(Records contained in a dataset)
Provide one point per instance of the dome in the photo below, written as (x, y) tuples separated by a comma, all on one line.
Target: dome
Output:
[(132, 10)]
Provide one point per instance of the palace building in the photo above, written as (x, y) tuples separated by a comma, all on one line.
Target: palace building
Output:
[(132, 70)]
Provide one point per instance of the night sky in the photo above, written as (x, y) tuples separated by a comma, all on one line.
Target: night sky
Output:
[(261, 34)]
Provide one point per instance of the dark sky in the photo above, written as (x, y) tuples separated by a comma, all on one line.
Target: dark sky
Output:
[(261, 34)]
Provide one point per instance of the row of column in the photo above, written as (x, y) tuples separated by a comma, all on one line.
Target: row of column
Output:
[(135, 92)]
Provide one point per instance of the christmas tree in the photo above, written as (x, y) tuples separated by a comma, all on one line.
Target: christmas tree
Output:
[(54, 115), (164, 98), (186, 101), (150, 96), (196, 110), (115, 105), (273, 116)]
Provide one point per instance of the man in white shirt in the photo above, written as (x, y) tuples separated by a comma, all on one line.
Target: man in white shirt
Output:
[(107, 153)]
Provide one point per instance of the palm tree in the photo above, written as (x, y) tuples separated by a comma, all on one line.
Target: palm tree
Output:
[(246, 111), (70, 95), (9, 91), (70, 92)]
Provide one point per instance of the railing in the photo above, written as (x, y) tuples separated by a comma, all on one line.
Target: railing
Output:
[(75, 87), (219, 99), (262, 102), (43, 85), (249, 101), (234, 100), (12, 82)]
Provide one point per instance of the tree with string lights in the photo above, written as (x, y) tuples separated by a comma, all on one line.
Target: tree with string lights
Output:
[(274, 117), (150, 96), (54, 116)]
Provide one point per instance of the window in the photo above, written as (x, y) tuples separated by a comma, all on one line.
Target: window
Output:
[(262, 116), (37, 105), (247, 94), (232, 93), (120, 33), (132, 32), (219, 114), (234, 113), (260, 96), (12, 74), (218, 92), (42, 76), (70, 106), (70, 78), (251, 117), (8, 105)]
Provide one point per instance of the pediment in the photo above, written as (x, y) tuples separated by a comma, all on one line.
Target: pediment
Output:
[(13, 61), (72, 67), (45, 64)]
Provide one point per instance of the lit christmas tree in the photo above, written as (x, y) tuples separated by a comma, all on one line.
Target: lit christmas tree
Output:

__Instructions to follow__:
Copy the data. Make sure every line matches exactly.

__Solution to the problem__:
Provide one point per instance of the dome in the photo below, written as (x, y) tuples separated by a comma, all on one line.
Target: dome
Output:
[(132, 10)]
Provide one point per instance of the palace building in the photo above, written as (x, y) tuples separated by a comma, all on one line.
Target: palace building
Output:
[(132, 70)]
Provide one point per instance of the night sky in the photo above, written as (x, y) tuples separated by a comma, all on one line.
Target: night sky
Output:
[(261, 34)]
Provide one point per instance of the dark sky in the photo above, written as (x, y) tuples separated by a comma, all on one line.
Target: dark sky
Output:
[(261, 34)]
Provide one point per instance of the row of column in the photo above, written as (x, y) tuples separated by a comma, all on one line.
Target: row of column
Output:
[(135, 92)]
Provide one point per instance of the christmas tree in the photo above, written as (x, y) tuples separated by a comma, all on one line.
Target: christmas tree
Output:
[(54, 115), (164, 98), (186, 101), (150, 96), (196, 110), (115, 105), (273, 116)]
Provide one point per instance of the man in white shirt in the photo above, written as (x, y) tuples separated by a comma, all on one line.
Target: man in white shirt
Output:
[(107, 153)]
Provide one point per instance of the palm tree in the photo above, written as (x, y) tuples separated by a comma, all on one line.
Target: palm tree
Output:
[(246, 111), (70, 95), (9, 91), (70, 92)]
Provide one point per instance of the railing in the photo above, written as (x, y) tuples separated by a comma, all on one line.
Target: railing
Output:
[(75, 87), (219, 99), (262, 102), (43, 85), (249, 101), (234, 100), (12, 82)]
Provide one point per instance of the tree with string lights in the photo above, written as (x, y) tuples separated by a comma, all on one line.
Target: tree with string lights
Output:
[(274, 117), (150, 96), (54, 116)]
Provide one point per instance of the window in the photo above, written as (x, y) tuples separated by a comma, all on one line.
Target: window
Output:
[(262, 116), (37, 105), (247, 94), (232, 93), (120, 33), (132, 32), (219, 114), (234, 113), (260, 96), (12, 74), (218, 92), (42, 76), (70, 106), (70, 78), (251, 117), (8, 105)]
Provide one point per instance of the pediment in the photo above, written as (x, y) tuples separated by a comma, all on one line.
Target: pediment
Output:
[(13, 61), (72, 67), (45, 64)]
Provide one point per instance of the lit christmas tree in the photo above, written as (x, y) tuples separated by a comma, all on one line.
Target: lit christmas tree
Output:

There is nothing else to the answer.